*Records supplied*.
--- START ---

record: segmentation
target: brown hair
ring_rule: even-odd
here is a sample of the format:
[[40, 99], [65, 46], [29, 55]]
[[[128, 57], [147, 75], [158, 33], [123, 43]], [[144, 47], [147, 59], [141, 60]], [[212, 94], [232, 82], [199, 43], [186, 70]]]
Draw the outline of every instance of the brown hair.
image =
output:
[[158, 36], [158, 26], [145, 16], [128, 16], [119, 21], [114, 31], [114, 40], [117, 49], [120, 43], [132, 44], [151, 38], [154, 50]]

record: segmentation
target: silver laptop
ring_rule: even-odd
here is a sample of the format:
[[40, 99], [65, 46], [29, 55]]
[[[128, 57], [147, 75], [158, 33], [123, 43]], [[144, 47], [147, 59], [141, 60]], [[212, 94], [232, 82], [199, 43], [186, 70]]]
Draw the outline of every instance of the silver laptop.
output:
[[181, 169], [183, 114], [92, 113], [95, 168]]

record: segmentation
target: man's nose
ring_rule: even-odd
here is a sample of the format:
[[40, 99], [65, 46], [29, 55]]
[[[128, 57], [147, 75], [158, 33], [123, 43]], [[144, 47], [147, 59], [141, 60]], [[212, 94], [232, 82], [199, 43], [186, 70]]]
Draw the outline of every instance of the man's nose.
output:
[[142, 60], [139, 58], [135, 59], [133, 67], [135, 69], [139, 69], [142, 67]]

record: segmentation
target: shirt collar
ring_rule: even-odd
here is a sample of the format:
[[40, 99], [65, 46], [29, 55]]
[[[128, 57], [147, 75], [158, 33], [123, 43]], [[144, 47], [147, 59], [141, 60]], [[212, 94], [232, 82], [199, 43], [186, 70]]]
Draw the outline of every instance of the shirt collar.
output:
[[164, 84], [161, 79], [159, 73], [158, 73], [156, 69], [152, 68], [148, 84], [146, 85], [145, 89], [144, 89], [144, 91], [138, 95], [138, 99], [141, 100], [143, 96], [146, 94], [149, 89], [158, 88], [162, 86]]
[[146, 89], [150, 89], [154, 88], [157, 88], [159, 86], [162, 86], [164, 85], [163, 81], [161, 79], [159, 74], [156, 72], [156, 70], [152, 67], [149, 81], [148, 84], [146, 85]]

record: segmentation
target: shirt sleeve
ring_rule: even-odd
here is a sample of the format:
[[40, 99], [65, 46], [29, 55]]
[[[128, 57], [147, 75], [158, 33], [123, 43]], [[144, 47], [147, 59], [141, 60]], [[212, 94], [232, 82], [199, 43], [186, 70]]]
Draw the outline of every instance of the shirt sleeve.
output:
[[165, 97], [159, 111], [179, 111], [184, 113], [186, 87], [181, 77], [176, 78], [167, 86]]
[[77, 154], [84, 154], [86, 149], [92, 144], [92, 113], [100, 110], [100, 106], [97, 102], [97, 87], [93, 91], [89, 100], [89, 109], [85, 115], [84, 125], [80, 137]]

--- END ---

*Task objective*. Give each line of the material above as a numbered list, leaving out the blank lines.

*The result*.
1. record: segmentation
2. target: brown hair
3. ring_rule: even-odd
4. here is a sample of the format:
5. [[40, 99], [65, 46], [29, 55]]
6. [[[128, 57], [147, 75], [158, 33], [123, 43]], [[144, 47], [147, 59], [141, 60]], [[212, 94], [232, 82], [199, 43], [186, 70]]]
7. Draw the outline of every instance of the brown hair.
8. image =
9. output:
10. [[158, 36], [158, 26], [145, 16], [128, 16], [119, 21], [114, 31], [114, 40], [117, 49], [120, 43], [132, 44], [151, 38], [154, 50]]
11. record: segmentation
12. target: silver laptop
13. ring_rule: even-odd
14. here is a sample of the format:
15. [[40, 99], [65, 46], [29, 55]]
16. [[[128, 57], [147, 75], [158, 33], [123, 43]], [[144, 47], [147, 59], [141, 60]], [[212, 94], [232, 82], [199, 43], [186, 70]]]
17. Draw the outline of every instance of the silver laptop.
18. output:
19. [[181, 169], [183, 114], [92, 113], [95, 168]]
20. record: segmentation
21. target: man's nose
22. ring_rule: even-odd
23. here is a sample of the format:
24. [[40, 99], [65, 46], [29, 55]]
25. [[[128, 57], [147, 75], [158, 33], [123, 43]], [[144, 47], [147, 59], [141, 60]], [[212, 94], [232, 82], [199, 43], [186, 70]]]
26. Draw the outline of every instance of the man's nose.
27. output:
28. [[142, 60], [139, 58], [135, 59], [133, 67], [135, 69], [139, 69], [142, 67]]
29. record: segmentation
30. target: shirt collar
31. ring_rule: even-odd
32. here is a sample of the format:
33. [[40, 99], [65, 46], [29, 55]]
34. [[[128, 57], [147, 75], [158, 33], [123, 43]], [[144, 47], [147, 59], [141, 60]], [[212, 94], [232, 82], [199, 43], [186, 70]]]
35. Draw the outline of every instance of the shirt collar.
36. output:
37. [[164, 84], [161, 79], [159, 73], [158, 73], [156, 69], [152, 68], [148, 84], [146, 85], [145, 89], [144, 89], [144, 91], [138, 95], [138, 99], [141, 100], [143, 96], [146, 94], [149, 89], [158, 88], [162, 86]]
38. [[146, 89], [150, 89], [154, 88], [157, 88], [159, 86], [162, 86], [164, 85], [163, 81], [161, 79], [159, 74], [156, 72], [156, 70], [152, 67], [149, 81], [148, 84], [146, 85]]
39. record: segmentation
40. target: shirt sleeve
41. ring_rule: even-odd
42. here is a sample of the format:
43. [[40, 99], [65, 46], [29, 55]]
44. [[[128, 57], [147, 75], [158, 33], [123, 43]], [[144, 47], [147, 59], [141, 60]], [[212, 94], [232, 82], [199, 43], [186, 70]]]
45. Draw the outline of every instance of the shirt sleeve.
46. output:
47. [[165, 97], [159, 111], [179, 111], [184, 113], [186, 87], [181, 77], [176, 78], [167, 86]]
48. [[77, 154], [84, 154], [86, 149], [92, 144], [92, 113], [100, 110], [100, 106], [97, 102], [97, 87], [93, 91], [89, 100], [89, 109], [85, 115], [84, 125], [80, 137]]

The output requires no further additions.